→ **SOURCE EXTRACT**

• • • •

The midsize multinational, which employs nearly 400 people and has a presence on five continents—including its Dubai affiliate office—has undergone a strategic refocus with fresh ambitions to grow its share of the fragrance market.
Highly prized among scent-savvy locals, the company has driven its business among a loyal client base across the region, in a market where distinct scents are highly coveted.
The company’s latest strategy is to push into the Home and Personal Care categories. This objective will be bolstered by expanding its client base and geographic influence, while taking on more projects, including in new product segments.
A Family-Run Business With a Global Presence
Antoine de Riedmatten, General Manager India Middle East and Africa, based in Eurofragance’s Dubai office, says: “Since opening this office in 2011 and developing our presence in the region, I’ve shared the company’s desire for putting the client first, and operating as a family-run business. We work with the passion and agility of a young, entrepreneurial company, but I have witnessed the company evolve into a truly world-class enterprise.”
“With such power comes responsibility, and it is our responsibility to help our ever-expanding customer base and for their consumers to enjoy our extraordinary scents in a range of new and innovative ways.”

• • • •

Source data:
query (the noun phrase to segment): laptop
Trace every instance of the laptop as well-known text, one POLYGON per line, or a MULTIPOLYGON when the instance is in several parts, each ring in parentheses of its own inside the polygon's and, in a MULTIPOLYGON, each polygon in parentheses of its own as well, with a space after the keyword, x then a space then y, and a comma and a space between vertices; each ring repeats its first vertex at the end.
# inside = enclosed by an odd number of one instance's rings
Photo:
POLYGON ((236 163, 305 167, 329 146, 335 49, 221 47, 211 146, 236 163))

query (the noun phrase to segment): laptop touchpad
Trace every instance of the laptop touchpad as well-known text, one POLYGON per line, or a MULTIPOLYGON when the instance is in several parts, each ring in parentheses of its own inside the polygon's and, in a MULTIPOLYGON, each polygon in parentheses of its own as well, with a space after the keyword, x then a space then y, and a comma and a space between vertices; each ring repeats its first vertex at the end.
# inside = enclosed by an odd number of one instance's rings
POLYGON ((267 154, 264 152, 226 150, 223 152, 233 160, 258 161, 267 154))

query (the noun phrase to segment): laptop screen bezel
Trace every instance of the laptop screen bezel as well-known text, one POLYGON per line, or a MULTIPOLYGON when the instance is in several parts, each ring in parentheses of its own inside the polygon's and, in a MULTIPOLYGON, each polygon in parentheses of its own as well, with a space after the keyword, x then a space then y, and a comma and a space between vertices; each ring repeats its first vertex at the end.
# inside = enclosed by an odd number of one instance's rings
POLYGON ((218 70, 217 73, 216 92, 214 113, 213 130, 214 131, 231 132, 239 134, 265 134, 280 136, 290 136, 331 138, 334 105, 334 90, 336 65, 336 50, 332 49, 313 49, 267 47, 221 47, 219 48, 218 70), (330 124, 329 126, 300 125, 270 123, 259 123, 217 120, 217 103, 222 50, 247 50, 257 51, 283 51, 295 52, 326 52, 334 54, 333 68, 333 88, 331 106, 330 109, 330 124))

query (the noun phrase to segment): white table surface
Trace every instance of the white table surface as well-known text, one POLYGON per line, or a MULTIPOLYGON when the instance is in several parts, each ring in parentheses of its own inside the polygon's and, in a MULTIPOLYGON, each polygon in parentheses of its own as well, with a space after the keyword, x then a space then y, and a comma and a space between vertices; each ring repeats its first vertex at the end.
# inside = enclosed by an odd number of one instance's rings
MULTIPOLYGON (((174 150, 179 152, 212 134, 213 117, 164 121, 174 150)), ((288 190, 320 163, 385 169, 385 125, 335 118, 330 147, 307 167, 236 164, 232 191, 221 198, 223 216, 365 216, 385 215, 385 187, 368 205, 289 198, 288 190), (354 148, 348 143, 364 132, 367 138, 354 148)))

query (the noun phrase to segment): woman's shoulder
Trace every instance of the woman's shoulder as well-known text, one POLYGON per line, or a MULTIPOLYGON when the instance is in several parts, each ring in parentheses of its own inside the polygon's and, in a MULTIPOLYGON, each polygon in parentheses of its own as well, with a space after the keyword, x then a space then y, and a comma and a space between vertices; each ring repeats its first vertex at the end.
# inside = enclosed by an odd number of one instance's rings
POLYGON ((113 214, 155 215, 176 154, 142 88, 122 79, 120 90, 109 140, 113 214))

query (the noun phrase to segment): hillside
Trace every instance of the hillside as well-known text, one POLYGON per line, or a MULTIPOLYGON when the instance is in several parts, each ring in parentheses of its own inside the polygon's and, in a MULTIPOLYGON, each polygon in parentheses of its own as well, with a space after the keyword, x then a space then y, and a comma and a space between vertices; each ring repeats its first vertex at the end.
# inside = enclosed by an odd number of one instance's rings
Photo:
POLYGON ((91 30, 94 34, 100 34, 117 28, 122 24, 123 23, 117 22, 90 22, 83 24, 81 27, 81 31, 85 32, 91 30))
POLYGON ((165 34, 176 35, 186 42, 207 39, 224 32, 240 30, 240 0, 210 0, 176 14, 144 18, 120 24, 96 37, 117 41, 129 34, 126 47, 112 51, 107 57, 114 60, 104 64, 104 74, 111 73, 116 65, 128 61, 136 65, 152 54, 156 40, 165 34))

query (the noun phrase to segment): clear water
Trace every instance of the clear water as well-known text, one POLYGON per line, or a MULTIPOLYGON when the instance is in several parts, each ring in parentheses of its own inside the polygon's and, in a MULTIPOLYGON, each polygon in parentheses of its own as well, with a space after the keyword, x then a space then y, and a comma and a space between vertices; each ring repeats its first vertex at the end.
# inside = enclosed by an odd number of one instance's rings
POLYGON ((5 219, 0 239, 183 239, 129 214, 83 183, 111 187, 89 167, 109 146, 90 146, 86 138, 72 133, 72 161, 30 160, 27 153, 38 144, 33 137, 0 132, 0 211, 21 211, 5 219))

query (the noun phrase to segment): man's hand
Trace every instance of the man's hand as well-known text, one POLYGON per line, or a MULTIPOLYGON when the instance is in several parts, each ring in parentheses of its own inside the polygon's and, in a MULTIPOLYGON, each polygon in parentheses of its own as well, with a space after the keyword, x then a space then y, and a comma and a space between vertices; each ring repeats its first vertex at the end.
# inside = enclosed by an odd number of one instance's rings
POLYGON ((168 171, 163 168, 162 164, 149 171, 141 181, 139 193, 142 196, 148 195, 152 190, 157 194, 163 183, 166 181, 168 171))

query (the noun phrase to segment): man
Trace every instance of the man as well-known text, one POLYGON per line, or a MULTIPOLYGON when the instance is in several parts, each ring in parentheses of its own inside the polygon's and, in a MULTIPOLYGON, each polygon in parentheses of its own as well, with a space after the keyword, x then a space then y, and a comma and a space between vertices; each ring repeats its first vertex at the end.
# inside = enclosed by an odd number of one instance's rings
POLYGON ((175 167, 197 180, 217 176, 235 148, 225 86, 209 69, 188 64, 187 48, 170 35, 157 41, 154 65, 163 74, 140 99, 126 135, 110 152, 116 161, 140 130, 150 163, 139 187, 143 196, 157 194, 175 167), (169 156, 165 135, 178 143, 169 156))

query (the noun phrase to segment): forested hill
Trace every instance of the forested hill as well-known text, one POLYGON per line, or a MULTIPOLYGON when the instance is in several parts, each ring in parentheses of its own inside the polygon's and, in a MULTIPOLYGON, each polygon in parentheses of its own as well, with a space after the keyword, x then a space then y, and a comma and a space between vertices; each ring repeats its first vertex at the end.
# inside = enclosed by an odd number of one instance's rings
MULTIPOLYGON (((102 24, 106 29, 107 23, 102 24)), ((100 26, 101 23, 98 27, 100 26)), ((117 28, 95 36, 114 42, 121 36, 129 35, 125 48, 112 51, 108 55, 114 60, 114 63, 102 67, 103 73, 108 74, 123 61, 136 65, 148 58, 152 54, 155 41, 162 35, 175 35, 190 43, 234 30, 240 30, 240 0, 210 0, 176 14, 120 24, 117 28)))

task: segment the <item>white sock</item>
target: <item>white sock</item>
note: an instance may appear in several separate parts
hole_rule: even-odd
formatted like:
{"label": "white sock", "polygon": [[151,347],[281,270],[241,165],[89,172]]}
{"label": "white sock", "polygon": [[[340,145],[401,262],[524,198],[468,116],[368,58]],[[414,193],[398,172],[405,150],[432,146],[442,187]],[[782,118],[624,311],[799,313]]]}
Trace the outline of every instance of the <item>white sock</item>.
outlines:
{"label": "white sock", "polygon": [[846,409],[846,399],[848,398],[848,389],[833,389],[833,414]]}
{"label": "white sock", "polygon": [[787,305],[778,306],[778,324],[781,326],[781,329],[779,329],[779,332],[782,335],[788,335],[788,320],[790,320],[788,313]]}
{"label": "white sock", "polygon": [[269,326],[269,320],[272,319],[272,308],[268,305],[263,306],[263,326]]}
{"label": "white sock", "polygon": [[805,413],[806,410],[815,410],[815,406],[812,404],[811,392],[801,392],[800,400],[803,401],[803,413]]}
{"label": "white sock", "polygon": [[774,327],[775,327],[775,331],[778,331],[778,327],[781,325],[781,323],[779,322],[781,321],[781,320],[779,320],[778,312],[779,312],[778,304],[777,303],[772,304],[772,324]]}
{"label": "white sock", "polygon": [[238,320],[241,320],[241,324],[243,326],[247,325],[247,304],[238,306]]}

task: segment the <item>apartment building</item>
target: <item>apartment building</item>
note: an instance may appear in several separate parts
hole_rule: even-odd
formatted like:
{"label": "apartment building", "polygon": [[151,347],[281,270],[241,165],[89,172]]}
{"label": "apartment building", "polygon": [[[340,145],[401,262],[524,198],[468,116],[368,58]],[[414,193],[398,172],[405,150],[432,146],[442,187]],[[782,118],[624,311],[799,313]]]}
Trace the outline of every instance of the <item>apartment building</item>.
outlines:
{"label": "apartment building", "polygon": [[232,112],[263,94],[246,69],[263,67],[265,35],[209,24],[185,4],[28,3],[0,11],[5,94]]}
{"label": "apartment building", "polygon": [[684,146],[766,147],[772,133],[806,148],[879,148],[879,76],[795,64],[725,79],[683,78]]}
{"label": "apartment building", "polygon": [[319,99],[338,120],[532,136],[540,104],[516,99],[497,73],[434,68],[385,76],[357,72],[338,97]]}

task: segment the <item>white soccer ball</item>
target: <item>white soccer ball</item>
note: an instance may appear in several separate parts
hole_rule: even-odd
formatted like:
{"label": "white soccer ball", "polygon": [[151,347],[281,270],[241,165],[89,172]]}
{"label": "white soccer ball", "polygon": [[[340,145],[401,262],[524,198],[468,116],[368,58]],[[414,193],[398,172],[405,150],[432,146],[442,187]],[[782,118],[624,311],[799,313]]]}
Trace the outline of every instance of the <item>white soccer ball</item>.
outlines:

• • • •

→ **OBJECTIVE**
According to the Eurofragance excerpt, in what year did the company open its Dubai office? Rely only on the Eurofragance excerpt, not the listing.

→ **SOLUTION FOR THIS TASK**
2011